> Problem requirements
The listing below holds a line with "Sample: <point>81,210</point>" and a line with "Sample: <point>227,168</point>". Reproduce those two lines exactly, plus everything between them.

> Information shown
◆ ◆ ◆

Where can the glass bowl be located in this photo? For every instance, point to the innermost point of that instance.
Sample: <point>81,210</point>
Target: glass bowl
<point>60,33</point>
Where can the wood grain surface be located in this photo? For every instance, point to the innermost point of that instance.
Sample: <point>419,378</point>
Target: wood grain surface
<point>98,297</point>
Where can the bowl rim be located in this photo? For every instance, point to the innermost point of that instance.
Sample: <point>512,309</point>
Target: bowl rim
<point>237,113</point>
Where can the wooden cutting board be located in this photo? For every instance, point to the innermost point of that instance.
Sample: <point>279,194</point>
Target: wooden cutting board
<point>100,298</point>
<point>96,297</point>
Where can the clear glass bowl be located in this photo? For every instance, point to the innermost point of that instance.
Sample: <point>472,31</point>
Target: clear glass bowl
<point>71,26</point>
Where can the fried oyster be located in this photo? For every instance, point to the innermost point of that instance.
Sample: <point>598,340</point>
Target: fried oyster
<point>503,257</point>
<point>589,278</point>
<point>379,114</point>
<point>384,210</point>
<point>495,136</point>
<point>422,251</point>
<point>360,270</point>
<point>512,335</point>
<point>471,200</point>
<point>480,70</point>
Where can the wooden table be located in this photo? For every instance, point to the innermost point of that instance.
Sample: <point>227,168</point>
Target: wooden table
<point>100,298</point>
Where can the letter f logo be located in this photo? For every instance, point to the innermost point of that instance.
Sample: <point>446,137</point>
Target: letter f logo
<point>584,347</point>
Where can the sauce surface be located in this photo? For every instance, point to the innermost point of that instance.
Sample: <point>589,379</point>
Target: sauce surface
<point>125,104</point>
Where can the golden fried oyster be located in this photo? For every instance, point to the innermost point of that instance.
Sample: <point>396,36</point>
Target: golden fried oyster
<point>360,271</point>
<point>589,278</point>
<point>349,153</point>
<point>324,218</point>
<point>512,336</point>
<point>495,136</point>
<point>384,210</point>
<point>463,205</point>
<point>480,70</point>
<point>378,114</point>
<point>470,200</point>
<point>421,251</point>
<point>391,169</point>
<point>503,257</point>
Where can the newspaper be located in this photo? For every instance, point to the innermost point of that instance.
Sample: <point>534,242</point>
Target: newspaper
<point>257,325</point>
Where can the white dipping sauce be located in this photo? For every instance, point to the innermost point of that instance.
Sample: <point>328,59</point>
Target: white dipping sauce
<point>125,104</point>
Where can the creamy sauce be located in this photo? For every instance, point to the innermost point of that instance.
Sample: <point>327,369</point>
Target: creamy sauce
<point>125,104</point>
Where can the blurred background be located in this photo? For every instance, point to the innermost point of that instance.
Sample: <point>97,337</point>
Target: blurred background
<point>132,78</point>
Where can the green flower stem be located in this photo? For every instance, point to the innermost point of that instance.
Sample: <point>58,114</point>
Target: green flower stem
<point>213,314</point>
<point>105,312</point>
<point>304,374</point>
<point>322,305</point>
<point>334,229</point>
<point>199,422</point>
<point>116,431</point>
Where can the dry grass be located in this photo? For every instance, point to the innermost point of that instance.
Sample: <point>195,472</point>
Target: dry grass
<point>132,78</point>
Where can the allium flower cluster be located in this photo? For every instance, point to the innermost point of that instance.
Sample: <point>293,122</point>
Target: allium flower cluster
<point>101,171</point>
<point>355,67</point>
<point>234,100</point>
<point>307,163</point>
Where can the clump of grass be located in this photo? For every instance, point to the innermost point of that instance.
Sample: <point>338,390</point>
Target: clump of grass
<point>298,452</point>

◆ ◆ ◆

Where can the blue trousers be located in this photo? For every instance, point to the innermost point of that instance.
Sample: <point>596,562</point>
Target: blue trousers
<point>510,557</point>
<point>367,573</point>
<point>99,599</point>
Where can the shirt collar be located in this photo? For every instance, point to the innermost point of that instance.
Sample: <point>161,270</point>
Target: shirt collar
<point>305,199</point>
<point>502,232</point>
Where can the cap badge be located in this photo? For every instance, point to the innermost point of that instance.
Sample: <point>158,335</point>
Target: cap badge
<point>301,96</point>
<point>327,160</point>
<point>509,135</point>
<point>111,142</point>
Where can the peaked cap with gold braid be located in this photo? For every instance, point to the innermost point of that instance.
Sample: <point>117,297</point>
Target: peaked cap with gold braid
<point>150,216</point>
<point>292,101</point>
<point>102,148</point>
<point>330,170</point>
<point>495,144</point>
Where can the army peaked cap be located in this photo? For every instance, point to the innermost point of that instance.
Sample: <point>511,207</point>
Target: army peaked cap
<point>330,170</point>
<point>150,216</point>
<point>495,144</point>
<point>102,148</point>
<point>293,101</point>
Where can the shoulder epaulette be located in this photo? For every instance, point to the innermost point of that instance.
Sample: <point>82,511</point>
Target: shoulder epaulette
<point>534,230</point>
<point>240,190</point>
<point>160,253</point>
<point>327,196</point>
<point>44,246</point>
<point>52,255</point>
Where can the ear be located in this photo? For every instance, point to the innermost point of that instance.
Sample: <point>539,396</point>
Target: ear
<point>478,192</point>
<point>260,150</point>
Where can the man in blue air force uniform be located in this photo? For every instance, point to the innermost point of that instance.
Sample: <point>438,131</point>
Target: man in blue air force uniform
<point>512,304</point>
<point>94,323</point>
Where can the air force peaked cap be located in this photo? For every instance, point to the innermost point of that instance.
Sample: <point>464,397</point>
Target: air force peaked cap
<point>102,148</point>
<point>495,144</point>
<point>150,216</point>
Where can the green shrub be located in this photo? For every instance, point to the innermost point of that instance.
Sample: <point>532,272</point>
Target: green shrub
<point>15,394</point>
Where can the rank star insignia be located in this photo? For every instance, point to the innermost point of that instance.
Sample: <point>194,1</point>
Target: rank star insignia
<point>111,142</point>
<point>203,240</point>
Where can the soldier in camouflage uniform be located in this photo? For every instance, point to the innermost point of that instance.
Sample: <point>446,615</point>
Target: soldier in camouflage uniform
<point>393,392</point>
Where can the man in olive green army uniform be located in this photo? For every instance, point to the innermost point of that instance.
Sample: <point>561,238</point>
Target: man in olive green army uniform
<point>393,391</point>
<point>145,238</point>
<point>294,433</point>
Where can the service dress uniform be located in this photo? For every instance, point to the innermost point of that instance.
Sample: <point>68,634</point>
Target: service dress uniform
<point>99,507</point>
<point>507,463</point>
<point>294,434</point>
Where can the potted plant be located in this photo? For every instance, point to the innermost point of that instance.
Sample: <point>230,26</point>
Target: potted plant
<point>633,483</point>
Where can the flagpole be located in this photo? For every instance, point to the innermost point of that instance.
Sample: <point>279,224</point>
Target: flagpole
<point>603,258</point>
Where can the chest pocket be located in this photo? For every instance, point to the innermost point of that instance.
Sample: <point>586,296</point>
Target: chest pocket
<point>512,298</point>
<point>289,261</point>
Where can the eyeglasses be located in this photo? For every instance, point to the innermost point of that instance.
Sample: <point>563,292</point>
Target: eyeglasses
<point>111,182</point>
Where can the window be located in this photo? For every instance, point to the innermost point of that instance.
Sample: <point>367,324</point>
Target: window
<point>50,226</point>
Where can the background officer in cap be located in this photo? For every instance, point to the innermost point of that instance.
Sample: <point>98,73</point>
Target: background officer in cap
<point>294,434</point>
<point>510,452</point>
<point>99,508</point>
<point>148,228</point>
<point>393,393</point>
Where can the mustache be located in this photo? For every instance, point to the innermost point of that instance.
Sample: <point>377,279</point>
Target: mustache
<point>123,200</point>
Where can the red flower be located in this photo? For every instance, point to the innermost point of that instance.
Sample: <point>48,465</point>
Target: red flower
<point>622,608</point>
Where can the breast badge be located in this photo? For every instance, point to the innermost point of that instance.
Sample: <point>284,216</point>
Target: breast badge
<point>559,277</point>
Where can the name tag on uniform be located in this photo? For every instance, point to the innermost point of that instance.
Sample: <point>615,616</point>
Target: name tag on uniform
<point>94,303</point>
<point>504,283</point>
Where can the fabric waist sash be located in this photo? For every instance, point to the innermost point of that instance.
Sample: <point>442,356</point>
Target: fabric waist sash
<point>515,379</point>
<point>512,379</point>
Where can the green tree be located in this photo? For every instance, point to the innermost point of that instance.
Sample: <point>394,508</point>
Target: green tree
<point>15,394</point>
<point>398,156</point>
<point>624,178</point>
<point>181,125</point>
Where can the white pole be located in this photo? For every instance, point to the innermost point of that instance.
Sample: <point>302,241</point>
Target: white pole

◆ ◆ ◆

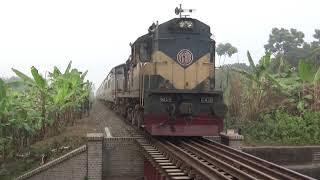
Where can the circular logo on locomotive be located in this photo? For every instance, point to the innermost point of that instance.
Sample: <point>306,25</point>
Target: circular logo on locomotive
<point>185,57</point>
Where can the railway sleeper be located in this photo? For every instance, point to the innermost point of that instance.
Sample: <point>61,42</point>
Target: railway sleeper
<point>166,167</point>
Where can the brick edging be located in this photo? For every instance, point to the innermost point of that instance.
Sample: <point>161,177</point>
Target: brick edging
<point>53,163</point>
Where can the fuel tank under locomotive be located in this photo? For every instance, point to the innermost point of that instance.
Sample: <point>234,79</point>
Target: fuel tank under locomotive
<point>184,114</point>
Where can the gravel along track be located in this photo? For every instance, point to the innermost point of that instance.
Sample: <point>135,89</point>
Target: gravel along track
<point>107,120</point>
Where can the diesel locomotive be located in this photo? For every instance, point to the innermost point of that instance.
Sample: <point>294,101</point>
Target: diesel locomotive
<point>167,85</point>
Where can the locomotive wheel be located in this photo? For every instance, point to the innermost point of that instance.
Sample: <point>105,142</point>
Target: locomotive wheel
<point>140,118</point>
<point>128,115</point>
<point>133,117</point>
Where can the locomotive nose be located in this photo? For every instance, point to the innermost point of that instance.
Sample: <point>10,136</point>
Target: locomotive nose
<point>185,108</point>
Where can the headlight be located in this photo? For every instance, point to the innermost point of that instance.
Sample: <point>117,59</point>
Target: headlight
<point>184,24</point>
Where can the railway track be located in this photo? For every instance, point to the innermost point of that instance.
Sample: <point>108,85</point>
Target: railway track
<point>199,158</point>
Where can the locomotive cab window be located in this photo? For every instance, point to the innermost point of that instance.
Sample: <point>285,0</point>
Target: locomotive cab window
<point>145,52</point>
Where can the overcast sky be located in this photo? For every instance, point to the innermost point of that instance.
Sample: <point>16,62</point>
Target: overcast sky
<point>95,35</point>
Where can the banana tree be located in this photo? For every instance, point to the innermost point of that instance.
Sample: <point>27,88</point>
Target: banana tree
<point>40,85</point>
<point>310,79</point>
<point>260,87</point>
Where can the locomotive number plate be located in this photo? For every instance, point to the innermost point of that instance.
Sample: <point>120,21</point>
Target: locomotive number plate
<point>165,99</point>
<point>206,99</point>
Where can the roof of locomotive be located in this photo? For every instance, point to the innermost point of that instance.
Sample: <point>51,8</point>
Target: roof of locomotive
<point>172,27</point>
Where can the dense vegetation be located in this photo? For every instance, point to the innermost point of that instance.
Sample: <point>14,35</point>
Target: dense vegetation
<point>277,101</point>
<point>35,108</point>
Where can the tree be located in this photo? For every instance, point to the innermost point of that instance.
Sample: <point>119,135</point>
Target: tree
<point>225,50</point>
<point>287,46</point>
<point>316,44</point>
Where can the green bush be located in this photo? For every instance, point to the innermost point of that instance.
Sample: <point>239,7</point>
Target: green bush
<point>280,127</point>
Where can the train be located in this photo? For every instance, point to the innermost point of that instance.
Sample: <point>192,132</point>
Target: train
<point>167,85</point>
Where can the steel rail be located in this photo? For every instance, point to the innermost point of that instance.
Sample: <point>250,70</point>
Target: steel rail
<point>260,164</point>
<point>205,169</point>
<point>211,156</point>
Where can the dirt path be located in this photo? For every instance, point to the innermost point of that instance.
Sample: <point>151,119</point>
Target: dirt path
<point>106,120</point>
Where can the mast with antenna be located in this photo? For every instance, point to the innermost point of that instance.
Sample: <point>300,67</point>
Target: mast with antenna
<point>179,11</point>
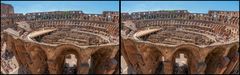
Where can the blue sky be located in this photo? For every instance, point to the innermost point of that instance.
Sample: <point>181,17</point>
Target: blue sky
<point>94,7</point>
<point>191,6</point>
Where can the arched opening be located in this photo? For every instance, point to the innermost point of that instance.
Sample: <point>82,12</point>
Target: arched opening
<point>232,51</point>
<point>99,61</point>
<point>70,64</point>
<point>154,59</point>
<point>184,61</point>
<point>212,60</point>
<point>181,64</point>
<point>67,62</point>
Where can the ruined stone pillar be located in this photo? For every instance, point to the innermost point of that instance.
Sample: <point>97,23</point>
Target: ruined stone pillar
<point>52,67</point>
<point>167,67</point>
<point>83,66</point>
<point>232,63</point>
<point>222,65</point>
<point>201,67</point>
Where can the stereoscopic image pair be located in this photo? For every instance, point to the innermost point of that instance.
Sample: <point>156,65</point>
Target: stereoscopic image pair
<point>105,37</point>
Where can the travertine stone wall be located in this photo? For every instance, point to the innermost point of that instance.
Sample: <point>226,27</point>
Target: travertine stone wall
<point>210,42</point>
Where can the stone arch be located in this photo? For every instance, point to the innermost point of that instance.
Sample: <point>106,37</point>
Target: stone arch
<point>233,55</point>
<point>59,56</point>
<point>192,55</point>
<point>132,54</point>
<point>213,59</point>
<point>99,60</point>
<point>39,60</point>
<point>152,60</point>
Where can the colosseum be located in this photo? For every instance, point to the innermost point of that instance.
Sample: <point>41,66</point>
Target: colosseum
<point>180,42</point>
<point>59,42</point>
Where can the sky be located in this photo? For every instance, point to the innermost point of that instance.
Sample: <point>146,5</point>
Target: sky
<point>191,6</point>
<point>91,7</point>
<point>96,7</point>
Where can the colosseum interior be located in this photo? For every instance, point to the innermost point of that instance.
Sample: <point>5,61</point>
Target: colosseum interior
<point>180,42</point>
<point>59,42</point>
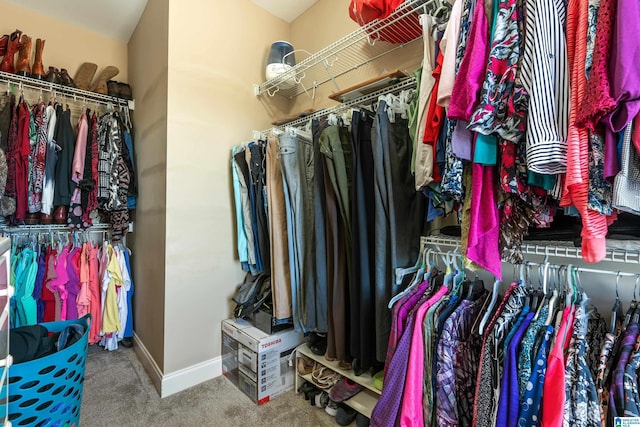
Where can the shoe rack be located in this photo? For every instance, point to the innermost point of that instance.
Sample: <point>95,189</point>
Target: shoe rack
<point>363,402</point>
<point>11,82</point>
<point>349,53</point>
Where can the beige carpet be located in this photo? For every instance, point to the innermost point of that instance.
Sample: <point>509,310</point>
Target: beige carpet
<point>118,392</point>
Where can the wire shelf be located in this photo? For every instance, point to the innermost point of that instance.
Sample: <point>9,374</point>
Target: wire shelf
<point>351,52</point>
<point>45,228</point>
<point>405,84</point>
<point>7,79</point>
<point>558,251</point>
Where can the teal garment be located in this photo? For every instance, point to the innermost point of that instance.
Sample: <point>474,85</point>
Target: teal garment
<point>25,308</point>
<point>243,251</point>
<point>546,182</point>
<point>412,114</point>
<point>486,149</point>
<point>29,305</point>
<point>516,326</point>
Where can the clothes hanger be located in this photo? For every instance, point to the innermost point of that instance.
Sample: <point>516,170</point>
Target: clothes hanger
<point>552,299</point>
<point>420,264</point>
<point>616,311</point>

◆ ◆ ◆

> Reply to the task
Sample: <point>81,210</point>
Target: glass bowl
<point>60,33</point>
Where can the wood grain surface be located in this photo? For every instance, point to the innermost point of that instance.
Sample: <point>419,378</point>
Target: wood grain surface
<point>98,297</point>
Where can the bowl rim be located in this photo? For every instance, point to the innermost point of that instance.
Sample: <point>512,309</point>
Target: bowl rim
<point>237,113</point>
Where can the wooden cutting board be located in this photo? For every instance, point to the innermost point of that instance.
Sample: <point>279,194</point>
Target: wooden cutting board
<point>100,298</point>
<point>96,297</point>
Where can the clear glass bowl be located in this photo? For every instance, point to the innermost point of that instance.
Sample: <point>472,31</point>
Target: clear glass bowl
<point>71,26</point>
Where can the fried oyster be located in this photo? For every instance, point to the innermost point of that instance.
Sample: <point>598,340</point>
Target: fried oyster
<point>503,257</point>
<point>589,278</point>
<point>379,114</point>
<point>384,210</point>
<point>495,136</point>
<point>422,251</point>
<point>360,270</point>
<point>512,335</point>
<point>471,200</point>
<point>480,70</point>
Where can the wooden table be located in this photo? For every instance, point to the innermost point of that instance.
Sample: <point>227,168</point>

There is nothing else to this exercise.